EXERCISE PROMPT: When you restate the entries that follow, keep every word exactly and drop the pictures.

--- RECORDS PROVIDED Enclosed Below ---

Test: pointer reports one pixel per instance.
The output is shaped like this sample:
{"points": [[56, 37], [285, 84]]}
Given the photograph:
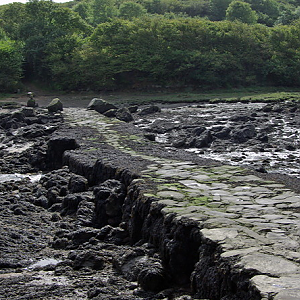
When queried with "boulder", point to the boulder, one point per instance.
{"points": [[124, 114], [243, 133], [31, 103], [28, 112], [109, 198], [100, 105], [133, 109], [56, 147], [110, 113], [149, 110], [88, 259], [55, 106], [77, 184]]}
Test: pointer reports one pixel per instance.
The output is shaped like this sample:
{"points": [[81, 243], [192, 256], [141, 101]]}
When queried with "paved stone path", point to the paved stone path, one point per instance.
{"points": [[256, 222]]}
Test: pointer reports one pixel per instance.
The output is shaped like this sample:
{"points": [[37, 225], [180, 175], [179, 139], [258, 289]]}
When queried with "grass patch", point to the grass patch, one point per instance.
{"points": [[271, 94]]}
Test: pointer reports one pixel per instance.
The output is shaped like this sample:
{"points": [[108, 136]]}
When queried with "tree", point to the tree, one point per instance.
{"points": [[130, 10], [218, 9], [241, 11], [10, 64], [102, 11]]}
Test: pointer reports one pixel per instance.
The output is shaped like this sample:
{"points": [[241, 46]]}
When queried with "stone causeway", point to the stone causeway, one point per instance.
{"points": [[255, 223]]}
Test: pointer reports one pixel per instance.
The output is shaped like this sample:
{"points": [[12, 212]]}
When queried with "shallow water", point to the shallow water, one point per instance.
{"points": [[274, 159]]}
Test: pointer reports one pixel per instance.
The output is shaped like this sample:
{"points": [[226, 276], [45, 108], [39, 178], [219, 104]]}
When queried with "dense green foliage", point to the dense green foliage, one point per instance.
{"points": [[10, 64], [109, 44]]}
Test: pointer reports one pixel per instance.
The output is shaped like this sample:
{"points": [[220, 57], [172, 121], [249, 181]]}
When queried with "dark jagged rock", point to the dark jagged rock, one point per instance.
{"points": [[55, 106], [100, 105], [77, 184], [56, 147], [124, 114], [88, 259], [109, 198], [149, 110], [242, 133], [111, 113]]}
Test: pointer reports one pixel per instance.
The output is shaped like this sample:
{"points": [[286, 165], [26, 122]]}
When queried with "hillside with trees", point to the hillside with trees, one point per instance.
{"points": [[117, 44]]}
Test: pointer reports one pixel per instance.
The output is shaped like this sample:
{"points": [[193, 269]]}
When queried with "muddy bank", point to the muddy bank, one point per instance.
{"points": [[116, 216]]}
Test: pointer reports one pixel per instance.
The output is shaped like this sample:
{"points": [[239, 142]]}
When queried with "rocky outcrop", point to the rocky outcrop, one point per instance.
{"points": [[55, 106], [100, 105]]}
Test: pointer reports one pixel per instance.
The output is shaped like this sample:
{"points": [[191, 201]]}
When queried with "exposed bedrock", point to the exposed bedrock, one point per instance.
{"points": [[189, 258]]}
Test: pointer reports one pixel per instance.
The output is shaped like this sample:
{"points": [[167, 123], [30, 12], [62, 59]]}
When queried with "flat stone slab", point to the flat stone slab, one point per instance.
{"points": [[254, 224]]}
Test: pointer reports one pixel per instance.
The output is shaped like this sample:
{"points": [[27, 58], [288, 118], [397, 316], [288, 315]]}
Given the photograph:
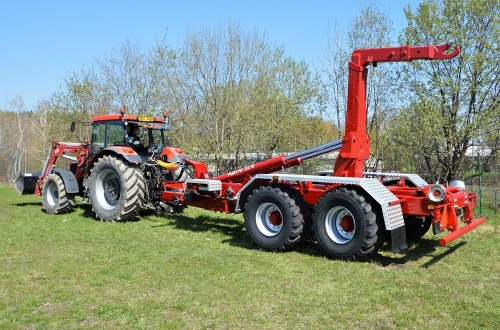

--- End of Enclosed RECORDS PROVIDED ---

RESULT FOR THIS TASK:
Test: pointer reports one pixel per instance.
The output is shaped like this sample:
{"points": [[56, 37], [285, 84]]}
Given the photograph:
When queried with "boulder", point to the boulder, one point per instance.
{"points": [[124, 114], [243, 133], [31, 103], [28, 112], [109, 198], [100, 105], [133, 109], [56, 147], [110, 113], [149, 110], [88, 259], [55, 106], [77, 184]]}
Test: pointer reports one pixel per instance.
The output is shaped like this sample:
{"points": [[81, 243], [192, 256], [141, 101]]}
When queried with "paved stone path", point to the paved stone path, one point per instance.
{"points": [[256, 222]]}
Test: pointer reports one pixel per instance.
The output is shaped like this sample:
{"points": [[37, 225], [180, 175], [179, 139], [258, 289]]}
When queried with "grass patch", point to the grass patch, one point per instance.
{"points": [[271, 94]]}
Test: pointer reports one pixel per instance.
The output is shaped like this sample:
{"points": [[108, 136]]}
When queried with "tree", point to the tree, one point per instance.
{"points": [[130, 10], [218, 9], [241, 11], [10, 64], [102, 11]]}
Test: pointer reports one pixel per instance.
The output is shaped like this sample:
{"points": [[241, 46]]}
When queried with "stone causeway", point to the stone causeway, one point per instance.
{"points": [[255, 223]]}
Test: pointer reports one pixel per instance.
The output is shaped like this sample:
{"points": [[12, 212]]}
When queried with "shallow water", point to the shallow water, one point per instance.
{"points": [[274, 159]]}
Test: pointer reports one pixel per instance.
The output is shaped like this sample:
{"points": [[226, 276], [45, 108], [39, 178], [219, 104]]}
When queried with "dense green foliage", point to the dense green foliage, one point per instance.
{"points": [[10, 64], [109, 44]]}
Test: pointer reports one pixel per instance.
The output is shaped like this sample:
{"points": [[220, 57], [172, 121], [249, 181]]}
When queried with "dark jagged rock", point to the dark jagged rock, one point per instance.
{"points": [[55, 106], [100, 105], [77, 184], [56, 147], [124, 114], [88, 259], [109, 198], [149, 110], [242, 133], [111, 113]]}
Test: pointer reports one pixel per instance.
The output is shaped like this sample:
{"points": [[286, 165], [26, 122]]}
When queried with "hillside with trees", point to the hillside with trees, one point per instance.
{"points": [[117, 44]]}
Test: pointer reports one pixel per instance.
The output is shaped like this sample:
{"points": [[193, 269]]}
When queried with "muddy bank", point to the muddy bank, one point per instance.
{"points": [[116, 216]]}
Test: pointer reports one pixel per instance.
The output is shaped like this sample:
{"points": [[239, 142]]}
When queried with "rocky outcrop", point to the rocky outcrop, one point per instance.
{"points": [[55, 106], [100, 105]]}
Test: pointer reports one pixel per instance.
The output is shaped like this sample:
{"points": [[191, 201]]}
When queried with "exposed bedrock", point to the exposed bedrock, one point per instance.
{"points": [[189, 258]]}
Test: pointer reports one pixel per instance.
The output is shaped like this sample:
{"points": [[167, 123], [30, 12], [62, 59]]}
When queried with "flat stone slab", point to the flat stone slab, one point per instance.
{"points": [[254, 224]]}
Test: pointer reports one pixel per instance.
The output is shaped like this sample:
{"points": [[27, 58], [288, 118], [397, 316], [288, 315]]}
Given the photograph:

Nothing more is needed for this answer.